• _DESCRIPTION OF THE TASK_:
Could you please return each line of the data that has the word "tree"?

Items from a dataset
____________________

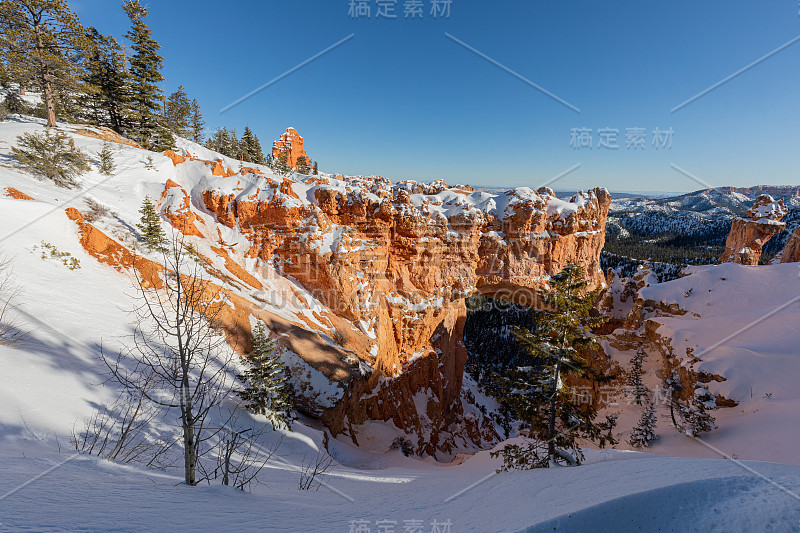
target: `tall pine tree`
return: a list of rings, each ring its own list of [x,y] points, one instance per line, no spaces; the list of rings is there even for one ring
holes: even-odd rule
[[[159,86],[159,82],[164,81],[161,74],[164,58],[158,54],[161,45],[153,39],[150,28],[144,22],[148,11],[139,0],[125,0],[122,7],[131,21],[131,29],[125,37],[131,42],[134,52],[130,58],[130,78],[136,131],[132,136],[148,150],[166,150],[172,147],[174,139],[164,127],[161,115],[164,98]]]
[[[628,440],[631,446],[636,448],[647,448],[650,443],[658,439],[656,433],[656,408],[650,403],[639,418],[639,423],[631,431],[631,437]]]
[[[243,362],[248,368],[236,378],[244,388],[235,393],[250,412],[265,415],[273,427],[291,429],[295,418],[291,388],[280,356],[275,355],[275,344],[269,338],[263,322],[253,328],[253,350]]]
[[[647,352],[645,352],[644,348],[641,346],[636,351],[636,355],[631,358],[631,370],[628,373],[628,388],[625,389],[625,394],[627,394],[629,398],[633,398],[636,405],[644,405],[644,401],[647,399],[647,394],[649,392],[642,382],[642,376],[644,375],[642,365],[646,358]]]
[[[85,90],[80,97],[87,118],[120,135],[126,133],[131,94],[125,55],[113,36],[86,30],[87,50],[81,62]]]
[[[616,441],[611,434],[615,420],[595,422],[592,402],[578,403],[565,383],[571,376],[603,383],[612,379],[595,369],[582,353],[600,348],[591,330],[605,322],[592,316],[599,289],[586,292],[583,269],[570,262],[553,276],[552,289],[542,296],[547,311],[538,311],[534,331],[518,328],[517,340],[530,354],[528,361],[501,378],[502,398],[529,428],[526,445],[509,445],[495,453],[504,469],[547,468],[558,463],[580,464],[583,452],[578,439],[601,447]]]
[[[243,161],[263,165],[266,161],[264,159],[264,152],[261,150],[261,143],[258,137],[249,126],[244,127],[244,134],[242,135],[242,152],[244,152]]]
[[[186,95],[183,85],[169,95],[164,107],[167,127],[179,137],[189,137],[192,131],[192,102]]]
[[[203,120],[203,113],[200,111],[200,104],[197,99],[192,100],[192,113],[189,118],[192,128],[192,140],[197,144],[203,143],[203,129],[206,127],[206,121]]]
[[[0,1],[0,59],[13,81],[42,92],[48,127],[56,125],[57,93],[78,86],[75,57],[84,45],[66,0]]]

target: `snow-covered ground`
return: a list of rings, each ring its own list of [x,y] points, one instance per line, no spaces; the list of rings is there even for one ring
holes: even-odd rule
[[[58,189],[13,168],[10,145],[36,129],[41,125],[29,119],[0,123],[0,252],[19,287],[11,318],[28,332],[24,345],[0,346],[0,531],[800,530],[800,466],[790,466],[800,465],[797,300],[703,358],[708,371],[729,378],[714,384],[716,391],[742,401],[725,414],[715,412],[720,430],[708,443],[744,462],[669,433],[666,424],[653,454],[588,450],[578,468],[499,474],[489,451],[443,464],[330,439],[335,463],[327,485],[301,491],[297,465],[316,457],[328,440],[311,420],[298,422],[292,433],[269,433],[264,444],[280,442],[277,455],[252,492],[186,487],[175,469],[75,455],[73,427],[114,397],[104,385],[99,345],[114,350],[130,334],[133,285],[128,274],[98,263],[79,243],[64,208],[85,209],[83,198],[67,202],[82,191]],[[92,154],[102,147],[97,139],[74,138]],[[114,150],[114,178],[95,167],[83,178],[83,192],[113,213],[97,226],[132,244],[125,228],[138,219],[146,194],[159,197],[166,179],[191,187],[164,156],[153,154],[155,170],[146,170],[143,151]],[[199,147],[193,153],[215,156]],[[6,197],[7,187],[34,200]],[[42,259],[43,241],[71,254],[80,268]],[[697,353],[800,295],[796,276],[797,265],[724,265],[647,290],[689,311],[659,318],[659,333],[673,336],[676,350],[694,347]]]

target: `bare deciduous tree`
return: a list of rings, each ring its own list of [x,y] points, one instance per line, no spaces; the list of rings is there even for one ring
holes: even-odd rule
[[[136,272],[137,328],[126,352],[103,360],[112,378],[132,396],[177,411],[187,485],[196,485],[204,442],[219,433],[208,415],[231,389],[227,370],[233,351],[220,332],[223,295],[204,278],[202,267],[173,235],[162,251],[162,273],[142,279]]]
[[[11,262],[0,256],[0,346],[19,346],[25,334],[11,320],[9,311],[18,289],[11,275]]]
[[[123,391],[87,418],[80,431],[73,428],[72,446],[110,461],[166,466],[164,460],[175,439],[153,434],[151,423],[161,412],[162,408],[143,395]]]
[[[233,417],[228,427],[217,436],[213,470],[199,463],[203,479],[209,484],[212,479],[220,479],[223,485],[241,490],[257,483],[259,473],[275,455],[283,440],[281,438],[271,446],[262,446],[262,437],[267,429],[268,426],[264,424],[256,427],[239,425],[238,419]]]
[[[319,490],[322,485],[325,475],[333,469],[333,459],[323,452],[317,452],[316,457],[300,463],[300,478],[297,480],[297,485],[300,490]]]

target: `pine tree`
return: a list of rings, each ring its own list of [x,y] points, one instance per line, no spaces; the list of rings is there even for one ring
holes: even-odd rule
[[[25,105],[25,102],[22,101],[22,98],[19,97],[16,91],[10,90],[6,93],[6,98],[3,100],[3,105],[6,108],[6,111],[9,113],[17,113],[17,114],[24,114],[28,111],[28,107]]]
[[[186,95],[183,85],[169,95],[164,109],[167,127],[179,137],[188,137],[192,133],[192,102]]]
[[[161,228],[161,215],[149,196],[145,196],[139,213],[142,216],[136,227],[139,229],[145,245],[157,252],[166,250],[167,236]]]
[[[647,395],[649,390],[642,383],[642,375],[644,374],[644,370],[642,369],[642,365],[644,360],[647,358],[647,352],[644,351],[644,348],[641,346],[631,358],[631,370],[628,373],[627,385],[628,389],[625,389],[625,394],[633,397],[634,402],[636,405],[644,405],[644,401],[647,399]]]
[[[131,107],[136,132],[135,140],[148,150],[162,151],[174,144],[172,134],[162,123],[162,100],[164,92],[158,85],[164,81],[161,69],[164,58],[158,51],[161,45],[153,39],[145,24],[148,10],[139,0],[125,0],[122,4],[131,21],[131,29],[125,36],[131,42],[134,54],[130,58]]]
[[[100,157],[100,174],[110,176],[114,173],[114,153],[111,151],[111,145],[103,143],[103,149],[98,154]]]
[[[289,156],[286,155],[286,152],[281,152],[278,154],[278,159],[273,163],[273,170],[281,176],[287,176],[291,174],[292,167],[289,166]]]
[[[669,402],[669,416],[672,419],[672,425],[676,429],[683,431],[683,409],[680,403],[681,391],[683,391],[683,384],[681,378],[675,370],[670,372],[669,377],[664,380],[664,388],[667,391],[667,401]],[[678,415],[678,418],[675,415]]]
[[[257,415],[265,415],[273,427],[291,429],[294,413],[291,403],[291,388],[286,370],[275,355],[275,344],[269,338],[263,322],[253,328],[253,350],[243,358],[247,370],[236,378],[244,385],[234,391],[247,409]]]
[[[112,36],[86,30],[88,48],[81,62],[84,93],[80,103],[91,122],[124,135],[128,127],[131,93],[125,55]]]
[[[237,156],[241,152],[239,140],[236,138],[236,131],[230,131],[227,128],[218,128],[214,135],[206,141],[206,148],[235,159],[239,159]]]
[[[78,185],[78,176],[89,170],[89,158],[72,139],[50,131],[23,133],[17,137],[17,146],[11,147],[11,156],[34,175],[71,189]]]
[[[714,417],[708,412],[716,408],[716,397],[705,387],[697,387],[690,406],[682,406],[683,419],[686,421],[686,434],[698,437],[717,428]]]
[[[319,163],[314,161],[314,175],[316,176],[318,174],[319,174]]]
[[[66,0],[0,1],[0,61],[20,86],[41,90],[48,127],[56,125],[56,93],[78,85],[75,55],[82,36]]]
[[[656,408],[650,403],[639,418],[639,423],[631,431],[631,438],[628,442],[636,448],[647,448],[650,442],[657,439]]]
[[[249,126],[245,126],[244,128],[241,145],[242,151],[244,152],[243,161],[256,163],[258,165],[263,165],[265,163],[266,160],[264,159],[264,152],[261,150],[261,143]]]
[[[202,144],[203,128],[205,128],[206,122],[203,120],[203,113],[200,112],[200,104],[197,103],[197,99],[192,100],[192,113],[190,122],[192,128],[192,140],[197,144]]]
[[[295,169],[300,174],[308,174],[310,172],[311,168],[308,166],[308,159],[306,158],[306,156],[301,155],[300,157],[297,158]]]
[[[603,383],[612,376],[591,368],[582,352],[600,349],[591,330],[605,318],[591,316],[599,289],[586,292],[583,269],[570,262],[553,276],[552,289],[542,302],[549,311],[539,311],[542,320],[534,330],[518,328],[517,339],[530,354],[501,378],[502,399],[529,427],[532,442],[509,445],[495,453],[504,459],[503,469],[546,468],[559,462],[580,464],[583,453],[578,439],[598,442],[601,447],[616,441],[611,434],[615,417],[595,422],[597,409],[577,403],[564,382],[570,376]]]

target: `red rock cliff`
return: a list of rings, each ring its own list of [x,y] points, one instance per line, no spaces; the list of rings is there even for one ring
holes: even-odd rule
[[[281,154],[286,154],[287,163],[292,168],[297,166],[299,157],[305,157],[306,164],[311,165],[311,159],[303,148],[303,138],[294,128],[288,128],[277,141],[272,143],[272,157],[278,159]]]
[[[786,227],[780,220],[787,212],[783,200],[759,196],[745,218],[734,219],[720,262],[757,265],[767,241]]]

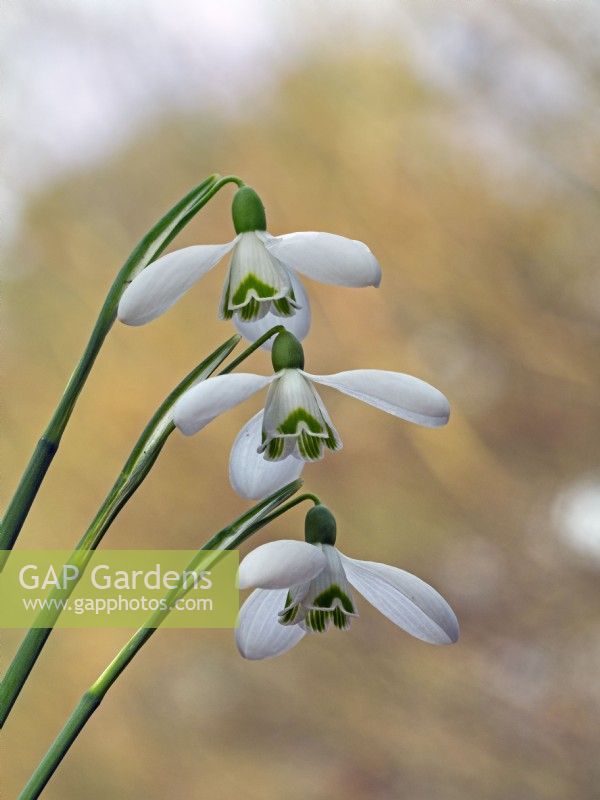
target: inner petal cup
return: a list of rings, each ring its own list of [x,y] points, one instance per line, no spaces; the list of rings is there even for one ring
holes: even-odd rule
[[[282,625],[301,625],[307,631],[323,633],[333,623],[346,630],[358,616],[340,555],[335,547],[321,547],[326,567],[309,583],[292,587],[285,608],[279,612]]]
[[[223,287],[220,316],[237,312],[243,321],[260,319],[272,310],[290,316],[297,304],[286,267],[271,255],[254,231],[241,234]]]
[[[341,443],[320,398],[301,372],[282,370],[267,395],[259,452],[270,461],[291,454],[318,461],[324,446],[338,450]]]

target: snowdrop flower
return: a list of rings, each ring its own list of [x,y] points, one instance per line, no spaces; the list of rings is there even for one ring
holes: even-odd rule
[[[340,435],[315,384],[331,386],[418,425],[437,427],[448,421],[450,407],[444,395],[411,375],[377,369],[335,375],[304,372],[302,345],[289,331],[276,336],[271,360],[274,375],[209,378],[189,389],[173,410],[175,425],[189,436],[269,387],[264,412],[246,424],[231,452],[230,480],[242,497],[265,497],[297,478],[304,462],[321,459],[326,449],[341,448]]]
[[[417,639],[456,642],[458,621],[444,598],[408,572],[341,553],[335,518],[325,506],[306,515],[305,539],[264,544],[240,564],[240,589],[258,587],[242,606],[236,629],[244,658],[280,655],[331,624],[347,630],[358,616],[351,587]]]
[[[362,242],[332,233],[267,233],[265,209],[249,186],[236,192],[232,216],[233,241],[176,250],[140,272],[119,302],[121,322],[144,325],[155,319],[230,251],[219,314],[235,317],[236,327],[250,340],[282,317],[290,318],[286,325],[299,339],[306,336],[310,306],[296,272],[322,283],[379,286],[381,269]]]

____________________

• _OUTPUT OF THE EXERCISE_:
target: `tall pine tree`
target: `bare deciduous tree`
target: `pine tree`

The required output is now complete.